▸ **Texto citado**
La municipalidad distrital, el término administrativo usado en el país, nació en 2017. Hasta entonces era un barrio periférico de Tacna, la capital del departamento, una ciudad de algo menos de 300.000 habitantes. La Yarada los Palos fue creciendo al ritmo al que llegaban migrantes de Cuzco y, sobre todo, Puno. Se fueron asentando en busca de empleos en el campo sin un Ayuntamiento al que reclamar servicios; el que se formó hace poco más de dos años tiene por delante la tarea de levantarlos todos desde cero.

Construyó un edificio administrativo que todavía huele a nuevo y diseñó un escudo. La imagen de un olivo y una sandía bañados por las olas del mar y rodeados por una corona con aceitunas y naranjas es la síntesis de lo que puede ofrecer este pueblo de “tierras bondadosas”, en palabras de su alcalde.

De las 54.0000 hectáreas que ocupa el distrito, 40.000 están sembradas por estas y otras hortalizas. Pero, sobre todo, olivos. Los hay por todas partes y, en plena campaña de recogida de la aceituna, es fácil ver a las parejas de agricultores: uno subido al árbol apoyado en una escalera de madera y generalmente una mujer abajo seleccionando los frutos que caen.

Pedro Mamani contrata cada campaña al menos a 10 parejas para trabajar en sus 40 hectáreas. A sus 60 años lleva más tiempo viviendo en La Yarada que en su Puno natal. Es uno de tantos que llegó para trabajar en el campo y se quedó. “Vine cuando no había aquí ni una planta”, asegura. Ahora está lleno de árboles. Hay muchas olivas, pero poca planificación. Tanto él como otros campesinos cuentan que les haría falta “una asistencia técnica”, algo que les ayudase a maximizar la producción, en lugar de hacerlo de forma “empírica”.

▸ **Enunciado a**
¿Puedes volver a escribir los registros desde la línea que contiene "Place one point per instance of the black" hasta la línea que contiene "Place one point per instance of the rounded", ambas incluidas, cambiando "Record the position of each point" por "Write down the coordinates of each point" y sin tocar nada más?
El texto citado y los registros proceden de fuentes distintas.

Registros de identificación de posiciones
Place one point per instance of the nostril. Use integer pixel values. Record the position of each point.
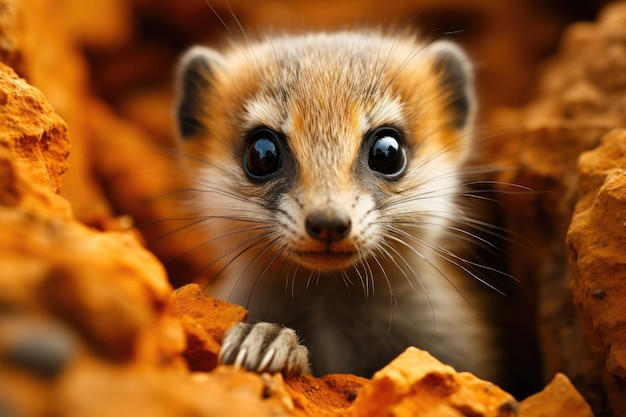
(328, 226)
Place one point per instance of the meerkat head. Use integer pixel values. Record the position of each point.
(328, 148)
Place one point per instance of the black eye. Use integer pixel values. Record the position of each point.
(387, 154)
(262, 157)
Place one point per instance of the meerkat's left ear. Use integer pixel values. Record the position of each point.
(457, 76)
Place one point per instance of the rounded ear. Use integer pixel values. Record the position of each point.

...

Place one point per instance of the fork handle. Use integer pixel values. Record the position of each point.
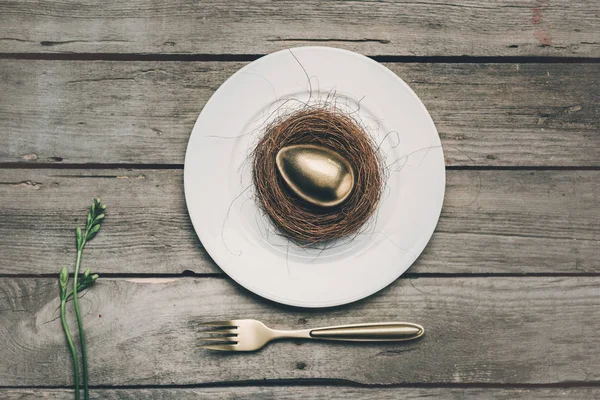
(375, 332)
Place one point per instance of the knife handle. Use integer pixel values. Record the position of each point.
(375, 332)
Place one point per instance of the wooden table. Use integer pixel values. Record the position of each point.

▸ **Enunciado b**
Según el texto citado, ¿en qué año nació la municipalidad distrital?

▸ **Respuesta completa a**
Place one point per instance of the black eye. Use integer pixel values. Write down the coordinates of each point.
(387, 154)
(262, 157)
Place one point per instance of the meerkat's left ear. Use integer pixel values. Write down the coordinates of each point.
(457, 76)
Place one point per instance of the rounded ear. Use integer pixel values. Write down the coordinates of each point.

▸ **Respuesta completa b**
En 2017.